Goal of the exercise
The records should be restated exactly from their first line through the line with "Q: For every instance of the tree trunk" in it.

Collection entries
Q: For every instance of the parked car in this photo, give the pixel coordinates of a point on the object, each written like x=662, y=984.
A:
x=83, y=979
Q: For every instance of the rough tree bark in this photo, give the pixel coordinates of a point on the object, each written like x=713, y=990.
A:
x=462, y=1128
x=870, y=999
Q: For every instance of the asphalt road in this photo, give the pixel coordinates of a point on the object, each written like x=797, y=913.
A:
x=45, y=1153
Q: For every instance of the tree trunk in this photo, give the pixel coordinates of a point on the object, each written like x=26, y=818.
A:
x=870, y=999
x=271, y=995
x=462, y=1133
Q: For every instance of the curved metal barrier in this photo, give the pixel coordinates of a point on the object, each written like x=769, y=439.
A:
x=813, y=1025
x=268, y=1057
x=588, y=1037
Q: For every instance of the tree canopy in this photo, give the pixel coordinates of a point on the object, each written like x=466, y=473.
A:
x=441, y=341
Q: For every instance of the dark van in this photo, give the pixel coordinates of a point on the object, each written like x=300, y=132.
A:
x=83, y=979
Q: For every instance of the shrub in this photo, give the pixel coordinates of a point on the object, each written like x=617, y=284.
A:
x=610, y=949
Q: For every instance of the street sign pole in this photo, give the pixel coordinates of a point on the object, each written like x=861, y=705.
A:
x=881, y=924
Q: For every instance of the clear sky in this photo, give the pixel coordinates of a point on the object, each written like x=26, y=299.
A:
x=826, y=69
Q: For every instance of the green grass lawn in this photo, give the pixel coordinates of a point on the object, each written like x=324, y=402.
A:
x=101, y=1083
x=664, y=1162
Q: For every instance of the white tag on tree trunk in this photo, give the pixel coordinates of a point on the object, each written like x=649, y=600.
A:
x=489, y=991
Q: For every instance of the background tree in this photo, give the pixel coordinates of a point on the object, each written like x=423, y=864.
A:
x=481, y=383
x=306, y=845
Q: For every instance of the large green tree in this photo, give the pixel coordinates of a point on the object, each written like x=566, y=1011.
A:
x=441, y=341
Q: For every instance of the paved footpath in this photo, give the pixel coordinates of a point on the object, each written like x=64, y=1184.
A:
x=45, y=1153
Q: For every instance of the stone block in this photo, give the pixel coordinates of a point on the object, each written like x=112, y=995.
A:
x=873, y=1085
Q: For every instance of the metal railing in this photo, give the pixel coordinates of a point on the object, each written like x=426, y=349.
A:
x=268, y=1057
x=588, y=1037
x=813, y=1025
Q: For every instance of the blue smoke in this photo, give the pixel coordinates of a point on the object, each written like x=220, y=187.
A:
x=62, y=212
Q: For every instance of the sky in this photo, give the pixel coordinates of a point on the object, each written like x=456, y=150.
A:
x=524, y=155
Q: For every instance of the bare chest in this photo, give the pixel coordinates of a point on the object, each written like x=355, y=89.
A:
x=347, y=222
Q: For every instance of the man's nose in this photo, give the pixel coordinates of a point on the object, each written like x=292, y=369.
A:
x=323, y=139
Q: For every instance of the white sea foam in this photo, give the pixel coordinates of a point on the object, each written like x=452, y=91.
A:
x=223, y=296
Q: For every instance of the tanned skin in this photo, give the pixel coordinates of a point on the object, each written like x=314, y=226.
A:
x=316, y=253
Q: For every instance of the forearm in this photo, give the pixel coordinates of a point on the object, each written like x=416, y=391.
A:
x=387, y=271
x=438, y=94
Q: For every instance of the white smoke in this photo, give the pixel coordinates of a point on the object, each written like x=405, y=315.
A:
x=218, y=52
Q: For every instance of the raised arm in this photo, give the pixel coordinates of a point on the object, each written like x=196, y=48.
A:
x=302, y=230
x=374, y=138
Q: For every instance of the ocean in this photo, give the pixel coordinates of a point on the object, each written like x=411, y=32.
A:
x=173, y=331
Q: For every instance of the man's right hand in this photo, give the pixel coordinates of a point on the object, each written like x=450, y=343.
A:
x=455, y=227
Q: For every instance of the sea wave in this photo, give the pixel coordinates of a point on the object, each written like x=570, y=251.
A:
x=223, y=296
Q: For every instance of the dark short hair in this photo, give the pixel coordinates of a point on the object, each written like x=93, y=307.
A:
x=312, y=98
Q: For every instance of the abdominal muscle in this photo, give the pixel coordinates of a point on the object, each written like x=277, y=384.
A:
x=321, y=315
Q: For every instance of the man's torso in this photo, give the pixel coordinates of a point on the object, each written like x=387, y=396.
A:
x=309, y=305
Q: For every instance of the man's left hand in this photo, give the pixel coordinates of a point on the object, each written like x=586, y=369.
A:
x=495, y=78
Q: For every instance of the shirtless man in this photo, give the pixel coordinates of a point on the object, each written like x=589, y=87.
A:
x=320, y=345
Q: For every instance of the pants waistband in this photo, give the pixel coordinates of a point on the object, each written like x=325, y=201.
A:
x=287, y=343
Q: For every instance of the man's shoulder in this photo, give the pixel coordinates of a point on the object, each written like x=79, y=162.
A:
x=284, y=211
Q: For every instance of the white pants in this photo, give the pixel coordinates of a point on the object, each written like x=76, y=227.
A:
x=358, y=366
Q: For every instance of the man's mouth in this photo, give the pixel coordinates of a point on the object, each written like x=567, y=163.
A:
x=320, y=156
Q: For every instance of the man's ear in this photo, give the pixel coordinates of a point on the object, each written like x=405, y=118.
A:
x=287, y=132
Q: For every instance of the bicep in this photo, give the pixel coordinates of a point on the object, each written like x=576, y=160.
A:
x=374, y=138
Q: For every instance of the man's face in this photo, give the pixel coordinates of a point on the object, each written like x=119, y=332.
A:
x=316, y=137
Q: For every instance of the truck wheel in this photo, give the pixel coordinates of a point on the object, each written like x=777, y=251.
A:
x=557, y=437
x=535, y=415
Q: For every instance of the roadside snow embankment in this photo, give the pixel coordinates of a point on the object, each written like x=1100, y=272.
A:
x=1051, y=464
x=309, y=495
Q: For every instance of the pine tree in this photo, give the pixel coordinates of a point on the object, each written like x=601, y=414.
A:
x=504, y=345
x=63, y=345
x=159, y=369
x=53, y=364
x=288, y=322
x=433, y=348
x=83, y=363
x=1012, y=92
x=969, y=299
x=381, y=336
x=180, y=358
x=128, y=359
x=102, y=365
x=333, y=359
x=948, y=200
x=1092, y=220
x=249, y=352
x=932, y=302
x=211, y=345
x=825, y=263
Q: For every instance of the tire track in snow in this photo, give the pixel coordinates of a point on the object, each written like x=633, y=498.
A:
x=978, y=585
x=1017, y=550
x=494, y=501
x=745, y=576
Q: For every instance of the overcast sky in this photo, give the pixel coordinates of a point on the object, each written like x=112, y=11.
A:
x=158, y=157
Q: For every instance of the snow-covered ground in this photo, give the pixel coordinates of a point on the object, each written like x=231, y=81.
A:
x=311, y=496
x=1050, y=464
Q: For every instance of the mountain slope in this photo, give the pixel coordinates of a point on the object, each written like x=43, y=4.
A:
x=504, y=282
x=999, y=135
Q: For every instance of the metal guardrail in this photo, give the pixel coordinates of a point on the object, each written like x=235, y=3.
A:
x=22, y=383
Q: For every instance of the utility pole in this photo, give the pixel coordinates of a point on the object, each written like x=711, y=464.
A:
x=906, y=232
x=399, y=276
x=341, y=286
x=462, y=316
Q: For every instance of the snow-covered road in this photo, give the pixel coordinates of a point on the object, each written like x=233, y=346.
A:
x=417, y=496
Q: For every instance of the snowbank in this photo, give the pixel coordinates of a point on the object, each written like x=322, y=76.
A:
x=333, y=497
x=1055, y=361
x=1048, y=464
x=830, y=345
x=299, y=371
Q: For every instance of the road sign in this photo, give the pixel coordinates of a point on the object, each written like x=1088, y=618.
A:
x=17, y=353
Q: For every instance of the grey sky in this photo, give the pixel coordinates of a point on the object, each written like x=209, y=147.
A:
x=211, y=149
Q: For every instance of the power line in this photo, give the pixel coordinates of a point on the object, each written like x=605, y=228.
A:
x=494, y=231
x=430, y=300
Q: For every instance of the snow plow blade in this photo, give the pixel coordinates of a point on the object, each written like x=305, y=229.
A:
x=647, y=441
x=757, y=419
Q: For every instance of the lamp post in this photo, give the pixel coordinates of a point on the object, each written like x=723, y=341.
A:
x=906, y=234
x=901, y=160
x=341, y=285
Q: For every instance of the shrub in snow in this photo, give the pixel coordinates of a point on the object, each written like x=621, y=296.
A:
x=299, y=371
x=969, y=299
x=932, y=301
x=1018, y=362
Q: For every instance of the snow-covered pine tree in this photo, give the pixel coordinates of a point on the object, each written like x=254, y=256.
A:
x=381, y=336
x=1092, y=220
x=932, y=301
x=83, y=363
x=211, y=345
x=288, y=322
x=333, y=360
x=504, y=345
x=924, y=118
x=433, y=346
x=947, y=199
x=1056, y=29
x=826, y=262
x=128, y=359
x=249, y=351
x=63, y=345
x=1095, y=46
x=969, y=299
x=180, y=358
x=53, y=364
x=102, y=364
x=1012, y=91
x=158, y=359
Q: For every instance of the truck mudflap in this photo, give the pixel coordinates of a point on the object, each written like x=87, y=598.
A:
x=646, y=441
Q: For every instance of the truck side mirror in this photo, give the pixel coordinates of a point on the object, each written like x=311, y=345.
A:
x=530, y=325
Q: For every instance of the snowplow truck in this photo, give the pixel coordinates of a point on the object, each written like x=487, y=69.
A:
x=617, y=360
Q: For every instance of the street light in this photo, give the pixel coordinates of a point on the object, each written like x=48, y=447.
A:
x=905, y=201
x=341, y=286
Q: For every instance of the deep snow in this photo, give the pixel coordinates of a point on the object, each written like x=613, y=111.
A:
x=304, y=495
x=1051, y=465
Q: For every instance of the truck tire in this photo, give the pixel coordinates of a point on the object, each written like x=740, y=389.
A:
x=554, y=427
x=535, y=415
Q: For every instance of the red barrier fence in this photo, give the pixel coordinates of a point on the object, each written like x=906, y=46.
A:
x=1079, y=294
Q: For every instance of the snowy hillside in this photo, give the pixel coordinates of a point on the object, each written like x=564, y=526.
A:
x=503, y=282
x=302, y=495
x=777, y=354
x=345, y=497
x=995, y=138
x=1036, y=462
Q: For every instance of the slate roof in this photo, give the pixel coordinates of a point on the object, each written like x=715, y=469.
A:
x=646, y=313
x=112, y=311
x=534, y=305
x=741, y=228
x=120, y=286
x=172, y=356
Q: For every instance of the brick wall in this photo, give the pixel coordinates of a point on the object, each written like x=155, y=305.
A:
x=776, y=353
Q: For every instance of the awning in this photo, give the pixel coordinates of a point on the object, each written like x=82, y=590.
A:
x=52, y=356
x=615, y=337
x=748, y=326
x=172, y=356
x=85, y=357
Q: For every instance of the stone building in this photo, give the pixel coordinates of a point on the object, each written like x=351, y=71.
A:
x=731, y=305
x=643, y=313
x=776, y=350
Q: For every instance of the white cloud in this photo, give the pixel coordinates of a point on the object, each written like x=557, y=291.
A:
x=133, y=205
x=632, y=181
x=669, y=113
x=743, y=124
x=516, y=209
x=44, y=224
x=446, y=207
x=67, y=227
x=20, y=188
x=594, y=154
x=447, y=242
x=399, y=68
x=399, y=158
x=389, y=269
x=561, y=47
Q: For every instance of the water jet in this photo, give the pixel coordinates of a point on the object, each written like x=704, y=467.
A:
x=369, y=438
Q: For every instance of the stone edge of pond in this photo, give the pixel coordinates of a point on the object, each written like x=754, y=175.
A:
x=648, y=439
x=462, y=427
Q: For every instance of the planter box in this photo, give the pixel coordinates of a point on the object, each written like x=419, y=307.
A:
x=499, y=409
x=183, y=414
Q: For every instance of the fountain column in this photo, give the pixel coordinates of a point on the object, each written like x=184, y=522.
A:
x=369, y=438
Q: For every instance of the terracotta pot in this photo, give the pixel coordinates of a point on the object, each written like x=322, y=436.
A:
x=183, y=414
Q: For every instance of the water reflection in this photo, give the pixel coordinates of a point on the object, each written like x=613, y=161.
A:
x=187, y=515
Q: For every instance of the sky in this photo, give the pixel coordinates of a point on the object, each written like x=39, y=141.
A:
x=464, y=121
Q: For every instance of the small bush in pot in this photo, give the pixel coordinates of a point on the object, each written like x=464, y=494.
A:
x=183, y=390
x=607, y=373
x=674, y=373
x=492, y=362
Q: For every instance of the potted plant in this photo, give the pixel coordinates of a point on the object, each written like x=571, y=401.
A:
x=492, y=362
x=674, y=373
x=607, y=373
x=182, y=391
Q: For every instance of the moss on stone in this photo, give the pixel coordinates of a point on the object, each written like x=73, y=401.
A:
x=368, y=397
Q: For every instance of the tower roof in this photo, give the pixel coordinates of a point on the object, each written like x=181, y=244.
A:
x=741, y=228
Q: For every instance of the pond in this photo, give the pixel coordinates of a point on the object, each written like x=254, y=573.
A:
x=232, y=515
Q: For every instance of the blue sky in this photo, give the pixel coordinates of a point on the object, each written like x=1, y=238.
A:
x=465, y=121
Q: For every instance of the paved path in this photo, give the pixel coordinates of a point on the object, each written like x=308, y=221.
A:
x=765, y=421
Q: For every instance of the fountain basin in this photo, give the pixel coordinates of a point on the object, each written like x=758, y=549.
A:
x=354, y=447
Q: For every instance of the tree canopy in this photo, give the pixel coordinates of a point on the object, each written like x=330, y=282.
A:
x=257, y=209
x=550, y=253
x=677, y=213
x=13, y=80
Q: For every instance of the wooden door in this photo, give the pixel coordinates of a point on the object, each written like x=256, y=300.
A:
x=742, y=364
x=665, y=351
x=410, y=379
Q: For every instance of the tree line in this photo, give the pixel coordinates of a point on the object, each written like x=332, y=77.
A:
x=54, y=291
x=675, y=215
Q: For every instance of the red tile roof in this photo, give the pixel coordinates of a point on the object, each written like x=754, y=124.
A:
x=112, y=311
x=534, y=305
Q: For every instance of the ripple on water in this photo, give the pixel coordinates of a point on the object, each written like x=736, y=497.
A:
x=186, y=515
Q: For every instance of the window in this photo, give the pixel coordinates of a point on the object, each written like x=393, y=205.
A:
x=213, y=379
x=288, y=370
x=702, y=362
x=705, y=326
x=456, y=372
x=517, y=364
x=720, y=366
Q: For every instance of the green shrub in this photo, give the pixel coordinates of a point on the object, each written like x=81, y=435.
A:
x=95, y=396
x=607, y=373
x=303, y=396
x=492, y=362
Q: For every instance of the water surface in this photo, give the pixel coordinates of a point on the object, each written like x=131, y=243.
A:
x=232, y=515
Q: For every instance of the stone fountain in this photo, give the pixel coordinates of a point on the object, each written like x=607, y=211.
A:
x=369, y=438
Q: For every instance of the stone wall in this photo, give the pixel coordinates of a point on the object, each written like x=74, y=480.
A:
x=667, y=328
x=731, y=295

Exercise response
Q: For every instance of the parked car in this photo, give the pixel coordinates of a point on the object, each written like x=662, y=984.
A:
x=83, y=979
Q: For every instance of the rough tree bark in this photo, give the pixel coordinates of a point on the object, each written like x=713, y=990.
A:
x=462, y=1128
x=870, y=999
Q: For every instance of the asphalt road in this photo, give the pixel coordinates of a point on the object, each written like x=797, y=913.
A:
x=45, y=1153
Q: For every instance of the tree trunk in this photo, give the pixel coordinates of a point on the object, each written like x=26, y=818.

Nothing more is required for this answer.